* **Labeled-object pointing entries**:
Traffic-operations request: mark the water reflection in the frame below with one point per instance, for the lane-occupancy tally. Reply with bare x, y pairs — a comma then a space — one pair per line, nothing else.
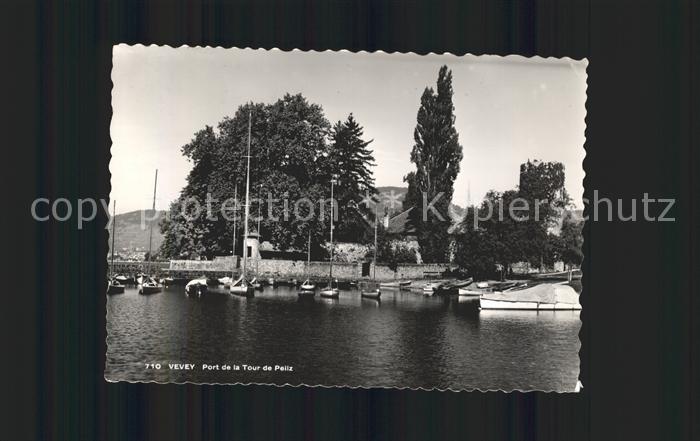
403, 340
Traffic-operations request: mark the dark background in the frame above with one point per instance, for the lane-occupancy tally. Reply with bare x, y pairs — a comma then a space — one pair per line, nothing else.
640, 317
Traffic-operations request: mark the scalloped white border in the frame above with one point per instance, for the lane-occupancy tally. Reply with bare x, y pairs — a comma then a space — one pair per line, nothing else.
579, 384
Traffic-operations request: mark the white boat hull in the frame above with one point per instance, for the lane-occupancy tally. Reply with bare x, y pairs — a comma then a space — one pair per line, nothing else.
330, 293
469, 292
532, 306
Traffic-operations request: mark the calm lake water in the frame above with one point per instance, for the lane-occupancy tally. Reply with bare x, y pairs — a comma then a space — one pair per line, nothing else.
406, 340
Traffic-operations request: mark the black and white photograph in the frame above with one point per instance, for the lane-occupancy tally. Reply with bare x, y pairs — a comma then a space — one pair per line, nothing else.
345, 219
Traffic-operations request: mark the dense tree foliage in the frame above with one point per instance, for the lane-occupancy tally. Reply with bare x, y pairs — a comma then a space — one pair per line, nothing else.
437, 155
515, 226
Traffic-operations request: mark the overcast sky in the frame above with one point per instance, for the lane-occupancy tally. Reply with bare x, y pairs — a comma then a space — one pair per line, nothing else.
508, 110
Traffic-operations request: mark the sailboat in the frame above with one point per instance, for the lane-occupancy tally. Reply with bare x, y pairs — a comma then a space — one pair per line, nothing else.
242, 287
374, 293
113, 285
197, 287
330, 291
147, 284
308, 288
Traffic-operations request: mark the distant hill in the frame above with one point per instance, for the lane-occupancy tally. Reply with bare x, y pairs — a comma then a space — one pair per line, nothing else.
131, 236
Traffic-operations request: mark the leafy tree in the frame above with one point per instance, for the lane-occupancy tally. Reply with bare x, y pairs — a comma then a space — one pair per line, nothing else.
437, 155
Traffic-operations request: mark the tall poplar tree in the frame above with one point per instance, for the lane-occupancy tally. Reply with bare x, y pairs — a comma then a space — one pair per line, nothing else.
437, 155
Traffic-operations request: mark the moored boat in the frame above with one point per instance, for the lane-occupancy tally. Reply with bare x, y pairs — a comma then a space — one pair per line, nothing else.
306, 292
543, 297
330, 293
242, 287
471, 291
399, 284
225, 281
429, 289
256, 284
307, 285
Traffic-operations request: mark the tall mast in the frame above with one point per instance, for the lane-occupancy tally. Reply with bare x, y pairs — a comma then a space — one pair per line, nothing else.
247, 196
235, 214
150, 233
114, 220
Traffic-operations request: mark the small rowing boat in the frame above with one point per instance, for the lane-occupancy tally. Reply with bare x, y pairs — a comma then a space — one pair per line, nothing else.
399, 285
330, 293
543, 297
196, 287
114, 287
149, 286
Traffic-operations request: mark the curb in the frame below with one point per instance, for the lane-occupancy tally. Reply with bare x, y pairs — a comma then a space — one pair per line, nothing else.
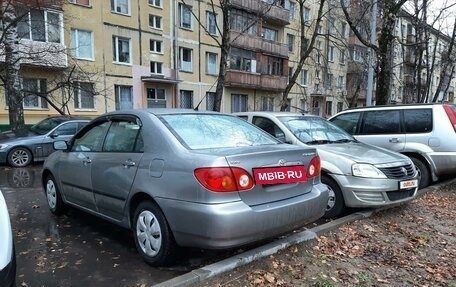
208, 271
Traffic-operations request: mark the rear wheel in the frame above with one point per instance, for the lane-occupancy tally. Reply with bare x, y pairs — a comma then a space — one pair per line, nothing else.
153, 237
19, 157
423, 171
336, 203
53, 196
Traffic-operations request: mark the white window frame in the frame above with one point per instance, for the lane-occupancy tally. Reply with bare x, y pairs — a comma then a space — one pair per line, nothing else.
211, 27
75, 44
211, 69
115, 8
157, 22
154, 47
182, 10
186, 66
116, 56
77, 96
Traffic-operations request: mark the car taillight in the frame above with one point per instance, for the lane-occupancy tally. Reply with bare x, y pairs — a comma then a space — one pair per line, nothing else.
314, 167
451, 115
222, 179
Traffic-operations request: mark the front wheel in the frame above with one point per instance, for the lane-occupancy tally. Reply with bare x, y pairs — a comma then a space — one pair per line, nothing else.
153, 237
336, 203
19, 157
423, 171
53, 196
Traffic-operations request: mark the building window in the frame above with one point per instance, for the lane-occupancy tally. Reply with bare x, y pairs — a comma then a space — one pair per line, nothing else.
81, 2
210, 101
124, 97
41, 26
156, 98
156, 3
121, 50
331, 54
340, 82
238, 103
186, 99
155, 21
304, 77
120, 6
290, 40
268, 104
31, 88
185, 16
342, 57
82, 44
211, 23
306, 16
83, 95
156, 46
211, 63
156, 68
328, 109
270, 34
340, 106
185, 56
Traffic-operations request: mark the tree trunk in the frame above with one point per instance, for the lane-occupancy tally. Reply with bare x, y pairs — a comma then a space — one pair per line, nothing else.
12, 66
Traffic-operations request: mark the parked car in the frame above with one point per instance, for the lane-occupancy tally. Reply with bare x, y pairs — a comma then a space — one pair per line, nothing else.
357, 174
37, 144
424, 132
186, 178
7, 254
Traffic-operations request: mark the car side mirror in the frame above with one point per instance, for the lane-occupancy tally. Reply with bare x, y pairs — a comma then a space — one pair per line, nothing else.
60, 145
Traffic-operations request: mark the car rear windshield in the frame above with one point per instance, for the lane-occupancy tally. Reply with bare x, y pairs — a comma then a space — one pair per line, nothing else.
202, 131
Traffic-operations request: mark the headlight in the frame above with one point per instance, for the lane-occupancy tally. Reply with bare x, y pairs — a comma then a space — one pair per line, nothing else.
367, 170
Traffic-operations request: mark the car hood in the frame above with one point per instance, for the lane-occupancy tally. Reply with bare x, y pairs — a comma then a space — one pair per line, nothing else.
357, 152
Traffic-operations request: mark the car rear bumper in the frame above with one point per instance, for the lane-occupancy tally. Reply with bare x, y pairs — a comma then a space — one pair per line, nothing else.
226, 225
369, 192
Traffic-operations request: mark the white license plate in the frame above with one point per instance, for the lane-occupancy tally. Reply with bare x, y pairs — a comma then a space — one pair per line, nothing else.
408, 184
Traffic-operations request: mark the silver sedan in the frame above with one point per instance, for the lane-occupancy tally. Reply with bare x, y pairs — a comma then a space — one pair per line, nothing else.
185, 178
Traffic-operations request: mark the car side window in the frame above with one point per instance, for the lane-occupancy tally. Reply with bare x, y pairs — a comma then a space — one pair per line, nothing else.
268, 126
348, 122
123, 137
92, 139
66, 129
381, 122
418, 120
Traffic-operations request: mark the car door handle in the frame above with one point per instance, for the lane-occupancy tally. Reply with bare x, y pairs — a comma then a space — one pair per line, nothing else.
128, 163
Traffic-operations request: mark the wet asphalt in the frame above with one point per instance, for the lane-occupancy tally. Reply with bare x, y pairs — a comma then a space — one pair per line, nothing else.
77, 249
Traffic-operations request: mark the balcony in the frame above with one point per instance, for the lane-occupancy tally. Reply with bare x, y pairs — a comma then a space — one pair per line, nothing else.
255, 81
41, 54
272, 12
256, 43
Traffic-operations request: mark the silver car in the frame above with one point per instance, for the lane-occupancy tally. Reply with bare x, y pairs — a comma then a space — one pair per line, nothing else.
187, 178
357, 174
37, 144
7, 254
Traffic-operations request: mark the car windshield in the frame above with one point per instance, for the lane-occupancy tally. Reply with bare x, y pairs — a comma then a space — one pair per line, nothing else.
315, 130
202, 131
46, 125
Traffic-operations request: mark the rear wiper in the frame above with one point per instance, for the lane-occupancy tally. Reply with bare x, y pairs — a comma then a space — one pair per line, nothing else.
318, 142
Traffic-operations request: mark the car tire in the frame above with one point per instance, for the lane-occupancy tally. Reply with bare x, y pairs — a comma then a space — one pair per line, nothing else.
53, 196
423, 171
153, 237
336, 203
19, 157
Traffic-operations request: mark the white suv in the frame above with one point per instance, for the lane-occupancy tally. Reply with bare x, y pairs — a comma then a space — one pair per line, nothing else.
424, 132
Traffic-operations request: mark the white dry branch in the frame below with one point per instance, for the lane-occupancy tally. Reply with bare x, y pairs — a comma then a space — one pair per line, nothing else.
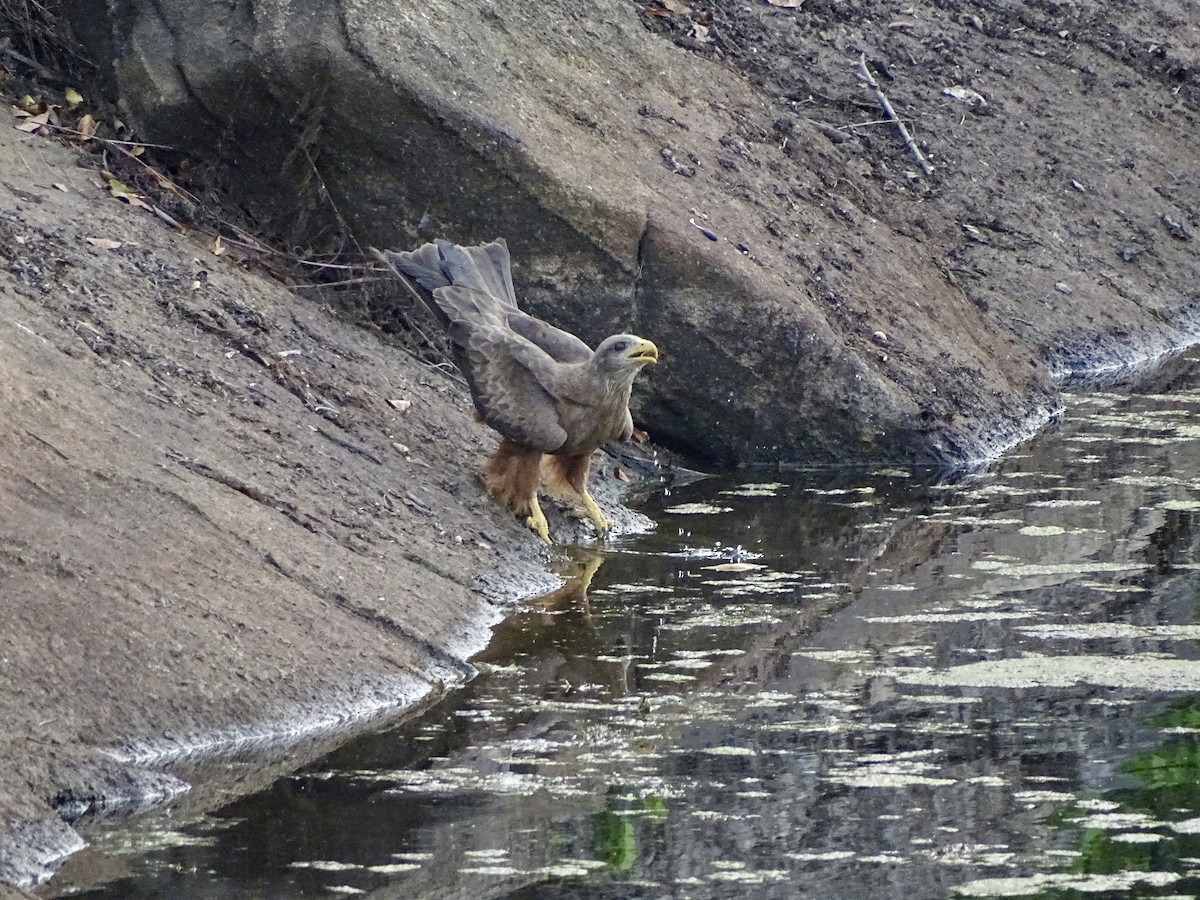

* **GIVEN TASK**:
Put the stretch of the material above, from the line containing "Traffic-operations request: mark the car tire" through the end of the material, into a JSON list of strings with one string per line, omitting blank lines and leaving the pictures out.

* **COMPLETED EXERCISE**:
[
  "Traffic-operations request: mark the car tire in the frame above with one point per instance, for the lane-occupancy tally. Reply with bare x, y pairs — a comma then a space — one pair per line, nothing else.",
  "53, 196",
  "423, 171",
  "153, 237",
  "336, 203",
  "19, 157",
  "Traffic-operations request: mark the white suv in the frame above with one point per instance, for the lane-occupancy tally. Reply with bare x, y pairs — a comma then a space — one pair per line, nothing else.",
  "424, 132",
  "Traffic-operations request: mark the white dry branch in the frame below with one point per instance, for the lane-occupancy tally. Reply with bare x, y pairs — a comma then a space — one pair per line, nothing else."
]